◆ **AIM OF THE TASK**
Repeat the lines beginning at the one with "Reviewer check: make sure each instance of the rudder" and running to the end of the material, keeping the first and last of them, exactly as they appear.
□ □ □ □ □ □ □
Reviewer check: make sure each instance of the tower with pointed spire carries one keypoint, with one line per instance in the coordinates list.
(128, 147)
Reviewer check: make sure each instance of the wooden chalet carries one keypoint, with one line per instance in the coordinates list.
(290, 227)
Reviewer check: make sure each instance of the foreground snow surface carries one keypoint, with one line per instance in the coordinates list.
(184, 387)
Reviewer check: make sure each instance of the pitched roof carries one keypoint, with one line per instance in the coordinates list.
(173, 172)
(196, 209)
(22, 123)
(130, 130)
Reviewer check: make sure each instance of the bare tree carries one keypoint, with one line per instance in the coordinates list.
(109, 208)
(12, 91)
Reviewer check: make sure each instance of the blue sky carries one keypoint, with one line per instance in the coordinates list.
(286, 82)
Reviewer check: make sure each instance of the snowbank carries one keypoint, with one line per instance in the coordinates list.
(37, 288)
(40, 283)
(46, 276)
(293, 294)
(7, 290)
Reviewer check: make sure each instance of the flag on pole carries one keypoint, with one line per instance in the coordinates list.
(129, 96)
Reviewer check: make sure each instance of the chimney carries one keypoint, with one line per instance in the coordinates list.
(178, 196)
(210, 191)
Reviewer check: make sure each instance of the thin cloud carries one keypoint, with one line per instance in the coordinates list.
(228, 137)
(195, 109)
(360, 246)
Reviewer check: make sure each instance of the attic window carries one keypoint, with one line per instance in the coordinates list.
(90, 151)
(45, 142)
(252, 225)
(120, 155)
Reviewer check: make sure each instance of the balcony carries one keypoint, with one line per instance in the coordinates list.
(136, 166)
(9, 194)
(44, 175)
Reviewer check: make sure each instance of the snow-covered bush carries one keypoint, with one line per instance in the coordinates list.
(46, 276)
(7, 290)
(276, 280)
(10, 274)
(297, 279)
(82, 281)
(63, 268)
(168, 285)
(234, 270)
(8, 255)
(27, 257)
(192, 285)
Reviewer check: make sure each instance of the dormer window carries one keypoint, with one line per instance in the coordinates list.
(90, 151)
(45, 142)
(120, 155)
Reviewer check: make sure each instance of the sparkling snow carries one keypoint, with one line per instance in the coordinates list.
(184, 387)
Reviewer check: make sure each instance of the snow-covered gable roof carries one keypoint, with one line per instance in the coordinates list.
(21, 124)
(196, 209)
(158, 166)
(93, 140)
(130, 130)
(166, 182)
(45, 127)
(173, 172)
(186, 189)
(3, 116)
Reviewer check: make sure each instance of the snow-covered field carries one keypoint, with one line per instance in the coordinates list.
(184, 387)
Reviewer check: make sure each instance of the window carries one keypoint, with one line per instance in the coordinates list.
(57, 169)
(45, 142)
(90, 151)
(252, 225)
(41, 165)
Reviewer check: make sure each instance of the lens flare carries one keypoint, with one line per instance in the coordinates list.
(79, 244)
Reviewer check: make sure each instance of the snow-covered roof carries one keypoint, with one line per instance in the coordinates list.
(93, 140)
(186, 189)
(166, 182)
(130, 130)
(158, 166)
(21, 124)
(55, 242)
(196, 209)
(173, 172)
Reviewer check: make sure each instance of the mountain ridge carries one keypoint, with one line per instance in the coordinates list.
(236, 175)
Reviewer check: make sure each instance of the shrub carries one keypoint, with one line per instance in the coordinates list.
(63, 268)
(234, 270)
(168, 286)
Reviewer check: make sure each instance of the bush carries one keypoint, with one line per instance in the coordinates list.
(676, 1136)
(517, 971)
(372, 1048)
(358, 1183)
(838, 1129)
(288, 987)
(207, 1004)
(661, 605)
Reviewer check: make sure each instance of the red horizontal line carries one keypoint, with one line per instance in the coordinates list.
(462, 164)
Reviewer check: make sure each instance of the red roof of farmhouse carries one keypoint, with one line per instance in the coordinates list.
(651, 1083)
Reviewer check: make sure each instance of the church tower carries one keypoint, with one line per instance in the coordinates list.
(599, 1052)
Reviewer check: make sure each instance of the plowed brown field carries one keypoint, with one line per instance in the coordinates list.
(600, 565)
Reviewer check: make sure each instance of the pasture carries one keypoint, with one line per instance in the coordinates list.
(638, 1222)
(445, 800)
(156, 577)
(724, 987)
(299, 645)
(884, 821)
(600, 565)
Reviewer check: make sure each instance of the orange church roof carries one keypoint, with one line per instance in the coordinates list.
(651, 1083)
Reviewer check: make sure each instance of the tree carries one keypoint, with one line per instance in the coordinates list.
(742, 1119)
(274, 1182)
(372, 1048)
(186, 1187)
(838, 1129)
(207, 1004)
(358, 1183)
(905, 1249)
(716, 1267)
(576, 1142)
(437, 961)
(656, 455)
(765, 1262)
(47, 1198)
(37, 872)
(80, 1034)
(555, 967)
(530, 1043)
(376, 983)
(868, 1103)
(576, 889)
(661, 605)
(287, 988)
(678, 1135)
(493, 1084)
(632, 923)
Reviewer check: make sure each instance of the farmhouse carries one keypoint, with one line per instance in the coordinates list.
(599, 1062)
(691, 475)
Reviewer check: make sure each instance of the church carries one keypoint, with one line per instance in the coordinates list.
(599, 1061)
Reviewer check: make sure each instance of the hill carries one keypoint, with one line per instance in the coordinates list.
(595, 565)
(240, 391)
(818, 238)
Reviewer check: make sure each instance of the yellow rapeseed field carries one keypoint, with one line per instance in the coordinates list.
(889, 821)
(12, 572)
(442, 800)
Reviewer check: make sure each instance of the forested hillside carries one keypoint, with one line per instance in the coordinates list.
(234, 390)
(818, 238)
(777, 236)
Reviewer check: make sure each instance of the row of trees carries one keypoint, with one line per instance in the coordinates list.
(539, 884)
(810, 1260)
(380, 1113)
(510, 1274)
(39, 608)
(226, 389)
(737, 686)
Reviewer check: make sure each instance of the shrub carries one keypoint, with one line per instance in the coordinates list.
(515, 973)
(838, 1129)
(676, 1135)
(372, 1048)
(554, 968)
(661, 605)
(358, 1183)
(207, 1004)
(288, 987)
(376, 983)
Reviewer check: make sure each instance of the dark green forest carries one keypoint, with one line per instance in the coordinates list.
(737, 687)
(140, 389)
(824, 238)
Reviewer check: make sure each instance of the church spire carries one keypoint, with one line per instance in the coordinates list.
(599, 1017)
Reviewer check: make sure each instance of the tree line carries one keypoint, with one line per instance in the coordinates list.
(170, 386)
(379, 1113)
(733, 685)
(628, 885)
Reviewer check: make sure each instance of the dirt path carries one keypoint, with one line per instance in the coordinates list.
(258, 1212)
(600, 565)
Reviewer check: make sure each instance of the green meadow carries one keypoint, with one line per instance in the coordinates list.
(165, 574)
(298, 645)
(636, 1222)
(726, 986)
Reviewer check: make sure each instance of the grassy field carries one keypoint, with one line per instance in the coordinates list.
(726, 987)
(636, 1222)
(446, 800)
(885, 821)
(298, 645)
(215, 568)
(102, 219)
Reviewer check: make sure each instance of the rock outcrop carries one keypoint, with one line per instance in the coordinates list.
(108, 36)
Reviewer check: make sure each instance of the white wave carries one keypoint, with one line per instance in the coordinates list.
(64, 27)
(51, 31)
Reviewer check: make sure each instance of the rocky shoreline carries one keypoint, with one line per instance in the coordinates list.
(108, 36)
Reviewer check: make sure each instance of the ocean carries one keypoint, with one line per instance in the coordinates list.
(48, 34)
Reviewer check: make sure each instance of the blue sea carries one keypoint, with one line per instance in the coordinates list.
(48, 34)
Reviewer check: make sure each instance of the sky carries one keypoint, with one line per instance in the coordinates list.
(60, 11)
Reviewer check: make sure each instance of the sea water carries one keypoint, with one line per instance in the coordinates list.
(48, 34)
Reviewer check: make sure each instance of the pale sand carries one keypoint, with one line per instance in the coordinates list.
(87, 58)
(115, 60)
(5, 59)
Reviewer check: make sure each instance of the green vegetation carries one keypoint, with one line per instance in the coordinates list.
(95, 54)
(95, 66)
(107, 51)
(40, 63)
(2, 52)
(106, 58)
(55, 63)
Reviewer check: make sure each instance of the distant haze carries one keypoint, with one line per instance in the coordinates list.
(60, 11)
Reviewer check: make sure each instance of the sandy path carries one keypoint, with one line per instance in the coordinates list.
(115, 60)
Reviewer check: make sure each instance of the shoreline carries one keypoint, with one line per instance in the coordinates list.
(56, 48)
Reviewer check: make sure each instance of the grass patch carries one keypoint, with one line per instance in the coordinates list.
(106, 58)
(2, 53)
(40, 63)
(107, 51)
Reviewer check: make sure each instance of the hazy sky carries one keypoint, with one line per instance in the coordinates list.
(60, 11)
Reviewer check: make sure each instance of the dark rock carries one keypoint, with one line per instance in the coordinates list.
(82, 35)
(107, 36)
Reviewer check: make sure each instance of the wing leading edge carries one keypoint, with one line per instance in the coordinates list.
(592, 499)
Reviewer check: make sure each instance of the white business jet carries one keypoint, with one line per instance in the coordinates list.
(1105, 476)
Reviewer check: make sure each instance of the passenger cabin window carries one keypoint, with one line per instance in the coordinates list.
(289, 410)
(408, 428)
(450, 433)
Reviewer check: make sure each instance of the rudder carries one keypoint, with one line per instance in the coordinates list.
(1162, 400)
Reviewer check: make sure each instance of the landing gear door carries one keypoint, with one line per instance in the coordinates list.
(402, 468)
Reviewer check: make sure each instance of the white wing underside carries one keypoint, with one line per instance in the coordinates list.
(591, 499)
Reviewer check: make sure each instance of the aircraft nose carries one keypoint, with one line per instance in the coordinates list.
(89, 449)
□ □ □ □ □ □ □
◆ **RESULT FOR THIS EXERCISE**
Reviewer check: make sure each instance of the rudder carries one keypoint, with one line per instance in the coordinates list.
(1162, 400)
Reviewer check: make sure each instance of the landing gear door carries one keypoint, with one line per instance in the coordinates list.
(402, 468)
Reviewer check: make sure each instance of the white wing underside carries one keypoint, with one line per instance in the coordinates list.
(591, 499)
Reviewer check: make sure each instance of the aircraft nose carries one keypoint, with one line per instance in the coordinates list.
(89, 449)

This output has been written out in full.